# Supplied data
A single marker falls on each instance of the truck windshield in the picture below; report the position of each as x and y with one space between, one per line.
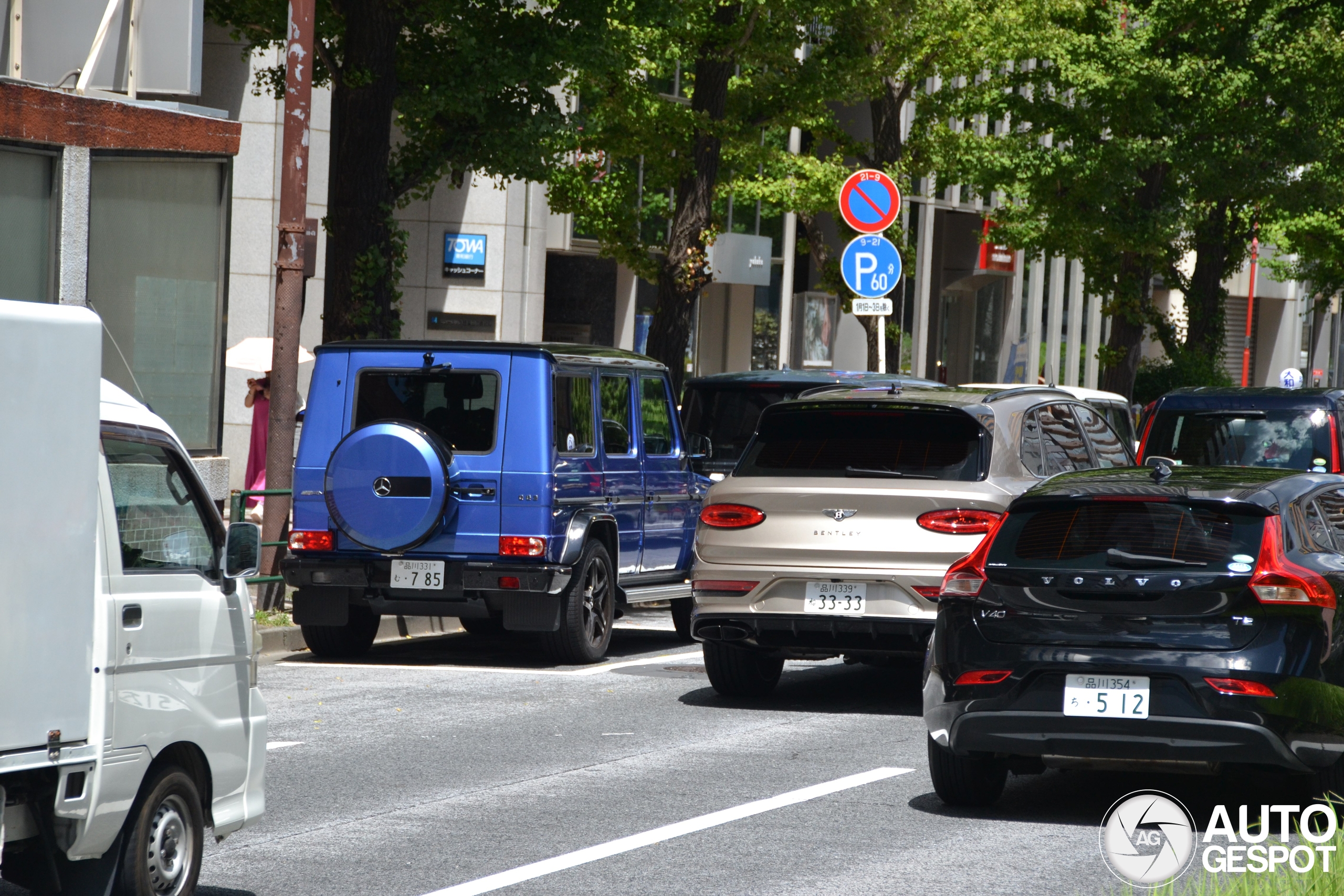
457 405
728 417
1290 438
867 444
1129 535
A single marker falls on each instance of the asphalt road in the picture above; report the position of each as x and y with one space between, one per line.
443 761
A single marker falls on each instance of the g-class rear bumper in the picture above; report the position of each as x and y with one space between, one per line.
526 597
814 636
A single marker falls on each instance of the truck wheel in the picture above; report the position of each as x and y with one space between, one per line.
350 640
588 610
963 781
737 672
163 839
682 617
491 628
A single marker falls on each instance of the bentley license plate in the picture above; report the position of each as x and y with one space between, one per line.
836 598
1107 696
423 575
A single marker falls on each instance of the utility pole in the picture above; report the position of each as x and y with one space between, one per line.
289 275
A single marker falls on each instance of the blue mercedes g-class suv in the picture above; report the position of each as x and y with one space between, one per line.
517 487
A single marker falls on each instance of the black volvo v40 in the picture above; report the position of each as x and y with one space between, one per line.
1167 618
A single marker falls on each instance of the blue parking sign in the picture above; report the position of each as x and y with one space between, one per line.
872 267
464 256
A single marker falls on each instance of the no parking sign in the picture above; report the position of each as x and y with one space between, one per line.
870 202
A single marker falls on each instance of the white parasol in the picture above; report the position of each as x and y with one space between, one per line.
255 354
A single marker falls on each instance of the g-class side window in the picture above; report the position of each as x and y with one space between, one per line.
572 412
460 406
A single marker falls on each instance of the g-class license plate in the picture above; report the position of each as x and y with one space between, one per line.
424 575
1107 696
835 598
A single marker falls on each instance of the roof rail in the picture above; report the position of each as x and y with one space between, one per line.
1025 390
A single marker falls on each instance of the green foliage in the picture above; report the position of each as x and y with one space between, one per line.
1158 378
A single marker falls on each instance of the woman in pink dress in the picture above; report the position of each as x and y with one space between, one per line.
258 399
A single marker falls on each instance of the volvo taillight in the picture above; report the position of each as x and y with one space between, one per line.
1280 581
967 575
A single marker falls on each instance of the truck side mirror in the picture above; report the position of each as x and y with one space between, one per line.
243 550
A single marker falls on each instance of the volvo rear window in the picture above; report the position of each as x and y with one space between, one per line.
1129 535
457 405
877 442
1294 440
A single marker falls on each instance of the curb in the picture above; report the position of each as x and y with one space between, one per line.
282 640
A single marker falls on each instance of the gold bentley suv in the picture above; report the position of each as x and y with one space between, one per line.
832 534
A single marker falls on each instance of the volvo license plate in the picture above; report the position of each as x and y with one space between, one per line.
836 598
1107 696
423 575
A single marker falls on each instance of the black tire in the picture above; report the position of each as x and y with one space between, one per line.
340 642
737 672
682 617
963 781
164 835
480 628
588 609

# What is needed
Recast the data, starting with the line containing "A single marker falls on each instance of the g-class license" and going on through the end of the data, as a two-column CSV with the headers instruction and points. Put each text and its answer together in one row, each in a single quoted field with line breaks turned into spaces.

# Complete response
instruction,points
"A single marker falls on each instance of the g-class license plate in the picture above; report the position of each as x and y with one space between, one per line.","424 575 1107 696 835 598"
"A single marker falls on each instance of the roof rail in the picture above; report the position of each as x and y with one space between, one per line.","1025 390"
"A single marker falls on each instance of the green foliage in the picture above; report the position of each as x and y with one space between, one per line.","1158 378"
"A single marker falls on each instance of the woman in pink dress in the picture above; report the position of each as x and y with one space between, one per line.","258 399"
"A single marker falls on each instance of the volvo taillight in the picture above; report the position of each as x and y with one space between, one per line.","1280 581 967 575"
"A single marker falls on each instance of the truck side mirror in the picture above; report the position of each as x and y with one space between, one per line.","243 550"
"A single marker falls on each instance of the volvo rear window in the picture above; report the position of each as x and y with one space between, one per line.","1129 535 457 405 877 442 1294 440"
"A single marker falls on each instance of the curb in the picture above; report the position of each as x and y with one space between, one per line.","282 640"
"A single marker falls on each instance of the gold bentley suv in the picture above; report the position of each as x and y with one space between, one per line.","832 534"
"A single marker falls on each instance of the volvo license plate in the picture above; report the position of each as x and y with one space between, one per line.","836 598 1107 696 423 575"
"A single marker falls on each instance of the black tire in the picture above; report the position of each as x and y with one space between, one per line.","340 642 737 672 682 617 963 781 164 835 480 628 588 609"